Work request
Return the records exactly, please. Every line should match.

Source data

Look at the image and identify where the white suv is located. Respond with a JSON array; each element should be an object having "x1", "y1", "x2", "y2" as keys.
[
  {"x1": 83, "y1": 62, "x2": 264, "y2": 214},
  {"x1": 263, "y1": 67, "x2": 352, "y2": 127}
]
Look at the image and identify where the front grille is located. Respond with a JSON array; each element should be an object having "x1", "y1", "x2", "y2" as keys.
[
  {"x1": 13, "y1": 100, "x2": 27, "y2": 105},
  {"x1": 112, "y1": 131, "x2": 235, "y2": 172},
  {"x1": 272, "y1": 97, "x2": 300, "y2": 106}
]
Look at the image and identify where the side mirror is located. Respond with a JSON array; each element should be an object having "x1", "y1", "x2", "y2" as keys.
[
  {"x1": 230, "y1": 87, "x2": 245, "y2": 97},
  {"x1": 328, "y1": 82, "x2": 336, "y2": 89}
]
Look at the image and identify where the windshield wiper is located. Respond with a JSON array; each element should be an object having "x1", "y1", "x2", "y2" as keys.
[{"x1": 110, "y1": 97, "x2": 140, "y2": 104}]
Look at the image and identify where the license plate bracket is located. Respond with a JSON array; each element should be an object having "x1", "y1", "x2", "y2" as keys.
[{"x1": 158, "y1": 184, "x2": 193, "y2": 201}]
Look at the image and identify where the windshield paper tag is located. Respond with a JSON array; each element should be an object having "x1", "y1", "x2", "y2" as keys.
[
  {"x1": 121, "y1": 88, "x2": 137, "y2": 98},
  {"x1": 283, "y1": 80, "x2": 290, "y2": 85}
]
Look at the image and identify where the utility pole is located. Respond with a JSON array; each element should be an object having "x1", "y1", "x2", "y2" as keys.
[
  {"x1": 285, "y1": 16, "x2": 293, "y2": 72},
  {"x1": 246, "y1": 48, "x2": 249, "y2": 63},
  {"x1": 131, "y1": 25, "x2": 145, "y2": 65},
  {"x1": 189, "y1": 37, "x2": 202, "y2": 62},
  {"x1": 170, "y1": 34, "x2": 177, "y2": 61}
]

Expected answer
Look at the image and identify where the white suv is located. Respond with a JSON array; each element should be an object having "x1", "y1", "x2", "y2" as keys.
[
  {"x1": 83, "y1": 62, "x2": 264, "y2": 214},
  {"x1": 263, "y1": 67, "x2": 352, "y2": 127}
]
Look at the image and identify where the front grille is located. Respond with a JSON array; each element should be an object having "x1", "y1", "x2", "y2" as keys.
[
  {"x1": 13, "y1": 100, "x2": 27, "y2": 105},
  {"x1": 112, "y1": 131, "x2": 235, "y2": 172},
  {"x1": 272, "y1": 97, "x2": 300, "y2": 106}
]
Look at the image and identify where the side mirror is located. Respond with a JSON array; each element should be an object having "x1", "y1", "x2", "y2" as keys.
[
  {"x1": 230, "y1": 87, "x2": 245, "y2": 97},
  {"x1": 328, "y1": 82, "x2": 336, "y2": 89}
]
Look at the image and identify where the windshield wiper is located. Respond with a JSON array; each element should be an object having "x1", "y1", "x2", "y2" as keys.
[{"x1": 110, "y1": 97, "x2": 140, "y2": 104}]
Look at the image and identify where the license plate bracket is located. Respond with a JSON array; each element should be an object having "x1", "y1", "x2", "y2" as keys.
[{"x1": 158, "y1": 184, "x2": 193, "y2": 201}]
Look at the image and identify where the windshield paper tag is located. Respond with a JSON array; each element should be an object having "x1", "y1", "x2", "y2" as keys.
[
  {"x1": 121, "y1": 88, "x2": 137, "y2": 98},
  {"x1": 283, "y1": 80, "x2": 290, "y2": 85}
]
Look at the image and identify where the utility pole is located. Respond with a JSON array; each element should be an object having "x1", "y1", "x2", "y2" as keys.
[
  {"x1": 285, "y1": 16, "x2": 293, "y2": 72},
  {"x1": 246, "y1": 48, "x2": 249, "y2": 63},
  {"x1": 131, "y1": 25, "x2": 145, "y2": 65},
  {"x1": 189, "y1": 37, "x2": 202, "y2": 62},
  {"x1": 170, "y1": 34, "x2": 177, "y2": 61}
]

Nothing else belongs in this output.